▸ WHAT IS REQUIRED:
Leave the images out and write out each entry exactly as shown.

======== DATA FOR THIS TASK

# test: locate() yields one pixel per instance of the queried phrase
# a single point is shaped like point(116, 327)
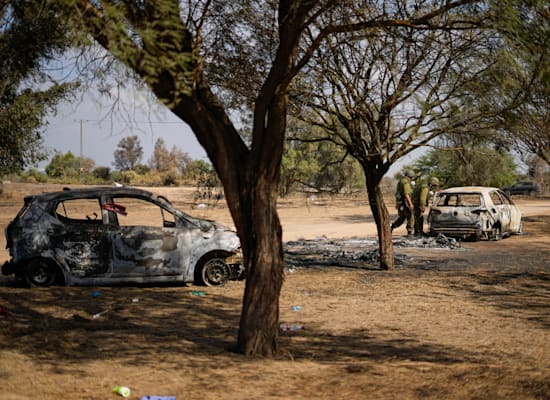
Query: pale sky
point(101, 132)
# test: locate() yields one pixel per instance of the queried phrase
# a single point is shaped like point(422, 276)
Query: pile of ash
point(354, 252)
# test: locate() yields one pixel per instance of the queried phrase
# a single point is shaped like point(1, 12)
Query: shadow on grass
point(516, 294)
point(140, 325)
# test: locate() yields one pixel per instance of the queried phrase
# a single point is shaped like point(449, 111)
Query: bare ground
point(467, 323)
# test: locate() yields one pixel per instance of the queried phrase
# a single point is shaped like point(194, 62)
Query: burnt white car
point(474, 212)
point(104, 235)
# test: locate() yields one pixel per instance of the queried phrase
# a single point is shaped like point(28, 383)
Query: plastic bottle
point(122, 391)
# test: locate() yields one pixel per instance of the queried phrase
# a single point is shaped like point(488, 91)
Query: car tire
point(213, 272)
point(40, 273)
point(496, 233)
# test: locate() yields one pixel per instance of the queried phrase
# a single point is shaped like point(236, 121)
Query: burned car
point(526, 188)
point(107, 235)
point(474, 212)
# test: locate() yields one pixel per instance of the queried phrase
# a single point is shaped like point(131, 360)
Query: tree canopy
point(29, 37)
point(208, 60)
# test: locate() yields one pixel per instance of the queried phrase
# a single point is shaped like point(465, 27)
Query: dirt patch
point(467, 322)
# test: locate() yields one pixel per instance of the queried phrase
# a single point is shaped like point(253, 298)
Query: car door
point(515, 213)
point(503, 213)
point(80, 239)
point(146, 241)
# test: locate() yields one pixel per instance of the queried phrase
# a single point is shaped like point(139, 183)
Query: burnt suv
point(528, 188)
point(104, 235)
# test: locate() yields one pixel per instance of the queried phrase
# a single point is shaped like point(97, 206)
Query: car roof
point(469, 189)
point(68, 193)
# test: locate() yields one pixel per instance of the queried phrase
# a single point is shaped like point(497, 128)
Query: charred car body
point(98, 236)
point(474, 212)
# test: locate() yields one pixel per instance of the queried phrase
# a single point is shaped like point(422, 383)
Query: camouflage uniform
point(421, 196)
point(404, 208)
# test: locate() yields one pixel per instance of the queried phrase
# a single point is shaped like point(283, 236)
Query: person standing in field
point(404, 204)
point(422, 193)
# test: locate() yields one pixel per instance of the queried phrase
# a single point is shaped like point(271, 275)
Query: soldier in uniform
point(421, 196)
point(404, 204)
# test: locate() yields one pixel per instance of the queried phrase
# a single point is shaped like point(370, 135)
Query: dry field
point(467, 323)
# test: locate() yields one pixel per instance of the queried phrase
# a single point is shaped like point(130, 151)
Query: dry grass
point(450, 324)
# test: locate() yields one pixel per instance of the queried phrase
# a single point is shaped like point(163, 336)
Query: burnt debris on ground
point(354, 252)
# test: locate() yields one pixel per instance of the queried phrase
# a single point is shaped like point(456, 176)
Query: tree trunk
point(261, 240)
point(381, 217)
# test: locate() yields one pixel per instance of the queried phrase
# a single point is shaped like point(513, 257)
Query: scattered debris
point(354, 252)
point(122, 391)
point(291, 327)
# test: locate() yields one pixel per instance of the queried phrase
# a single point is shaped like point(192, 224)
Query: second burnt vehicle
point(105, 235)
point(474, 212)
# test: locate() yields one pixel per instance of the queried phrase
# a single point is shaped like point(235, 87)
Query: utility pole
point(81, 151)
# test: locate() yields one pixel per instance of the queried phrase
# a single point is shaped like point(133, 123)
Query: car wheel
point(496, 233)
point(40, 272)
point(214, 272)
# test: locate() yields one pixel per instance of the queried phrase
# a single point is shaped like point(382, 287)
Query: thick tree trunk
point(382, 219)
point(262, 245)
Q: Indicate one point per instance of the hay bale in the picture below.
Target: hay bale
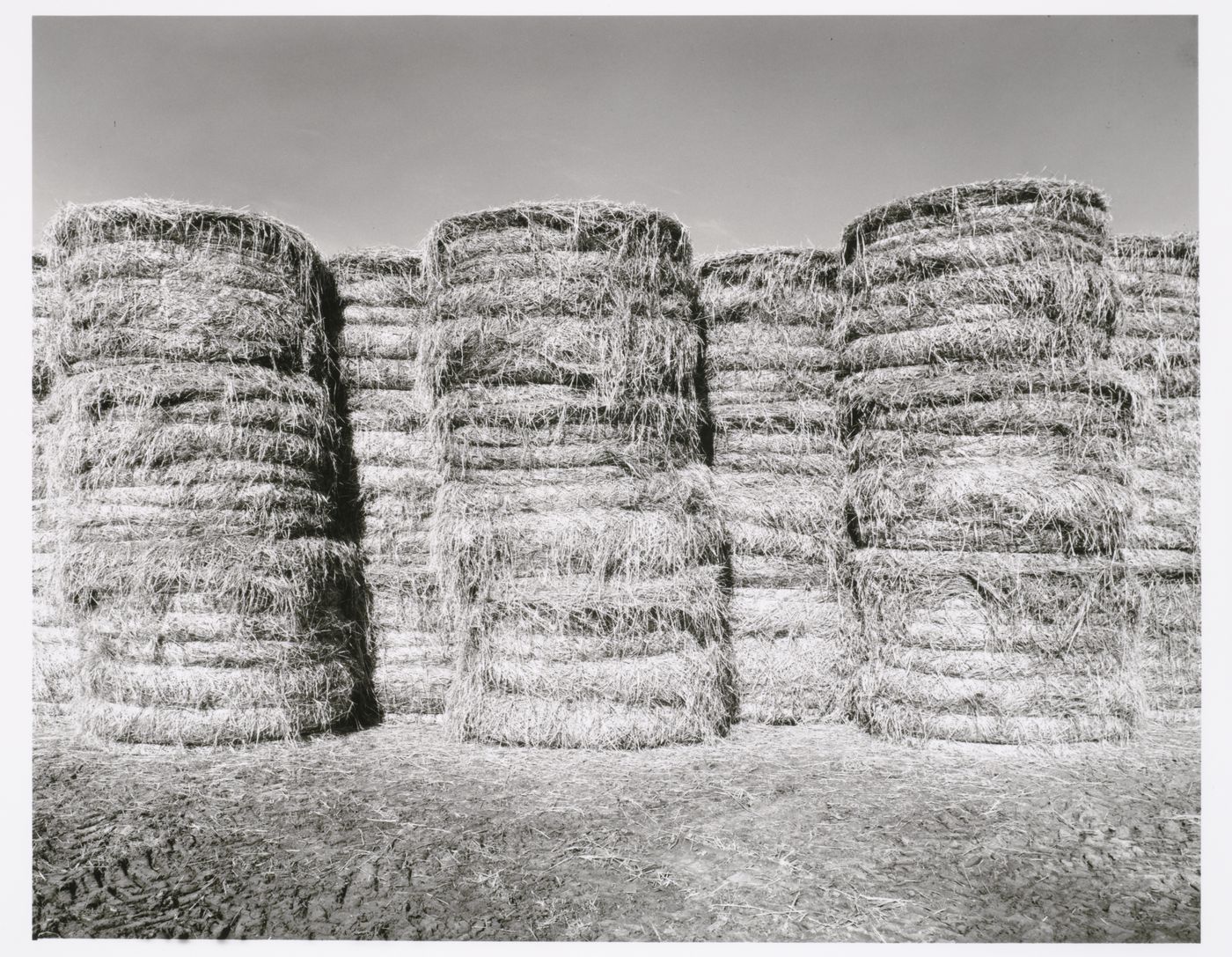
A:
(779, 468)
(202, 554)
(385, 320)
(1158, 347)
(989, 490)
(576, 539)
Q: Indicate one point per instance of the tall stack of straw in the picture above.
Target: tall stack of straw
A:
(194, 468)
(779, 468)
(1158, 345)
(55, 652)
(579, 547)
(987, 492)
(384, 322)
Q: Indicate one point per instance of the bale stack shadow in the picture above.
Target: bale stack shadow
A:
(579, 545)
(201, 551)
(779, 470)
(988, 490)
(1158, 347)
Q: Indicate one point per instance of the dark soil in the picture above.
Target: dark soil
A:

================

▸ TASK ANSWER:
# test: locate() yields one pixel per instance of the queried phrase
# a single point is shaped like point(116, 327)
Query: pale sky
point(101, 132)
# test: locate() yields one pixel per instance of the queried phrase
# a single point is shaped like point(422, 276)
Query: pile of ash
point(354, 252)
# test: locate() yields one pixel per instance of the queried phrase
# a single point is shaped like point(1, 12)
Query: shadow on grass
point(516, 294)
point(140, 325)
# test: locate() yields one pixel per instance of the queried phrase
# a single point is shaped like point(449, 111)
Query: bare ground
point(467, 323)
# test: locate() yields one pixel per instance of the queried phrase
# a single point is shaped like point(194, 62)
Query: burnt white car
point(474, 212)
point(104, 235)
# test: locate() yields one pixel per instance of the queried phrase
# a single point is shaped like point(28, 383)
Query: plastic bottle
point(122, 391)
# test: locate() yields one pixel per instance of the queried phrase
# a single point is shaped like point(488, 91)
Query: car tire
point(213, 272)
point(40, 273)
point(496, 233)
# test: locate() yields one pixel per instance of the queried phrase
# a single point is shaped like point(236, 121)
Query: burned car
point(526, 188)
point(107, 235)
point(474, 212)
# test: locate() yields one pixel per instance of the queried phrase
# a single point is shaped like point(131, 360)
Query: tree canopy
point(29, 37)
point(208, 60)
# test: locate() yields one pixel per instance of the queried phrase
# a single point is shaped like point(465, 27)
Query: dirt patch
point(467, 322)
# test: locate() yields one pixel per instance of the queried phrase
# a single point is shaped like point(253, 298)
Query: car door
point(515, 213)
point(503, 213)
point(80, 239)
point(146, 241)
# test: locate() yields one pixel per instance of the queried phrase
# a single point is shaped like point(139, 183)
Query: burnt suv
point(528, 188)
point(104, 235)
# test: locate() yields one pixel per instance of the queried phrase
# a single point is shaped like point(97, 206)
Query: car roof
point(469, 189)
point(68, 193)
# test: locate() yields one pixel per instance of the queried phrase
# a single point is shaped like point(497, 128)
Query: charred car body
point(98, 236)
point(474, 212)
# test: locate() yields one pixel per instance of the queried phrase
# a single point is shaped like point(422, 383)
Query: camouflage uniform
point(421, 196)
point(404, 208)
# test: locate() yields one pixel per instance of the queried phrase
# a single point is shaped like point(283, 236)
Query: person standing in field
point(404, 204)
point(422, 193)
# test: locate() yields one pixel per instance of the queried phrase
# a single point is shaped like point(271, 275)
Query: soldier in uniform
point(421, 196)
point(404, 204)
# test: locate() yields one pixel per instance of the queried phrase
# a single point is shaped like point(370, 135)
Query: dry field
point(467, 323)
# test: locate() yields one pixel per instance of the queried phrase
# a single point is shaped like point(130, 151)
Query: dry grass
point(450, 324)
# test: locate() yields one pixel per instance of the queried phrase
# a single point is shaped like point(163, 336)
Query: burnt debris on ground
point(354, 252)
# test: locate() yields one pixel per instance of the queried phrase
# a single point is shaped like point(456, 176)
Query: tree trunk
point(261, 240)
point(381, 217)
# test: locate() yields one pixel per instance of the queried phrase
# a single point is shaped like point(513, 257)
Query: scattered debris
point(354, 252)
point(122, 391)
point(291, 327)
# test: locate() yields one pixel per instance of the queried phrase
# a single point is shaped like point(192, 224)
Query: second burnt vehicle
point(105, 235)
point(474, 212)
# test: locate() yields one pixel per instance of the queried phrase
# a single point is shaped like point(235, 87)
Query: utility pole
point(81, 151)
# test: locate() yields one pixel per instance of the queried phrase
# a single point is shaped like point(133, 123)
Query: car wheel
point(496, 233)
point(40, 272)
point(214, 272)
# test: locate() yields one pixel per instance of the queried phrase
# a single point is shaped like point(382, 287)
Query: thick tree trunk
point(382, 219)
point(262, 245)
Q: Indicate one point per instance of the hay bale in the picture below.
Target: hay bale
A:
(779, 468)
(202, 554)
(385, 320)
(1158, 347)
(989, 490)
(576, 539)
Q: Indicate one point per instance of the tall stack of straw in the picture above.
Target: tall stack of straw
A:
(194, 468)
(779, 468)
(1158, 345)
(55, 652)
(579, 547)
(987, 492)
(384, 322)
Q: Indicate one point per instance of the bale stack shadow in the picture above.
Target: bale stack shadow
A:
(579, 545)
(201, 551)
(779, 470)
(988, 490)
(1158, 347)
Q: Indicate one point per instance of the dark soil in the picture above.
Target: dark soil
A:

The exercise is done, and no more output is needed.